Problem description ▸ Among the records below, one line contains "trousers with a single point per instance."; copy that line and all that follow it, exactly as written.

Records for the task ▸
----------

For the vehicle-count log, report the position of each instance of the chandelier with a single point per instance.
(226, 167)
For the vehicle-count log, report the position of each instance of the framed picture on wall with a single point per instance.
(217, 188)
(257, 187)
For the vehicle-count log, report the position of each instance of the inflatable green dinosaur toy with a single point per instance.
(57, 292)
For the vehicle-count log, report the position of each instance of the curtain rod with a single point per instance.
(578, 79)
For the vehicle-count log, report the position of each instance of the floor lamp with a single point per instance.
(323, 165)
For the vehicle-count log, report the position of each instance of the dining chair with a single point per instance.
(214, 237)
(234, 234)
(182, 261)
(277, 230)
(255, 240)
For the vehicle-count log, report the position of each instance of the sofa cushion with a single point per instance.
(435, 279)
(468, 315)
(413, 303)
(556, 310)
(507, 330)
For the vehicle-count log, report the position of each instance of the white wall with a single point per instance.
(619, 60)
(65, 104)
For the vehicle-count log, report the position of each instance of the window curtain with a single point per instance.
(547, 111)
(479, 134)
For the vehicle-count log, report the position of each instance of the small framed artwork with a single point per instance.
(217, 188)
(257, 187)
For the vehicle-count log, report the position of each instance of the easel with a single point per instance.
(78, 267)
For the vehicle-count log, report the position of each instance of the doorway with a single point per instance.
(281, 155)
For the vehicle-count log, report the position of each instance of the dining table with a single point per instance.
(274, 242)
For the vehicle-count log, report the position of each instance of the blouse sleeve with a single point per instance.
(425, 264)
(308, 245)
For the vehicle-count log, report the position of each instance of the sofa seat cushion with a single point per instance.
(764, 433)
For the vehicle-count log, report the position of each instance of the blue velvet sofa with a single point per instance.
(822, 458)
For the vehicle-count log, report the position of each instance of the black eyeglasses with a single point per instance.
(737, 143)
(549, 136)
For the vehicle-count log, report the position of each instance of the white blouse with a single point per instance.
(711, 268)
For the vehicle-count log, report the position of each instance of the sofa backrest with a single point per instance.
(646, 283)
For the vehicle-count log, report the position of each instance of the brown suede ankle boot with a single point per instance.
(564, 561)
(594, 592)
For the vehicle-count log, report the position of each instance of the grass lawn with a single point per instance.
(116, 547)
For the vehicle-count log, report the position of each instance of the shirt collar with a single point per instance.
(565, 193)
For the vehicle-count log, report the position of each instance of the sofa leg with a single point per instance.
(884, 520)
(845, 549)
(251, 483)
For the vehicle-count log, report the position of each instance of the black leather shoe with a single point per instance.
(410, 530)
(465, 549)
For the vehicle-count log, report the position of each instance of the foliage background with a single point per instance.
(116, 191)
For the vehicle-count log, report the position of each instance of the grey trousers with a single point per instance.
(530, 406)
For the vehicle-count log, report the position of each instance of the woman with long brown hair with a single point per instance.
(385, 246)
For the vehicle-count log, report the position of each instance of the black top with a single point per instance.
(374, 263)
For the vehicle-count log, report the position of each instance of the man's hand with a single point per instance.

----------

Solution for this task ▸
For the vehicle-count log, report the position of each instance of the grey trousers with a single point per instance.
(530, 406)
For the vehicle-count log, report the position of each instance of the woman with long brown hair with a single point per instance.
(385, 246)
For the vehicle-count log, report the position of each instance of the black top with a single point per instance.
(374, 263)
For the vehicle-count log, report the position of each instance of the man's hand with a single point per instance.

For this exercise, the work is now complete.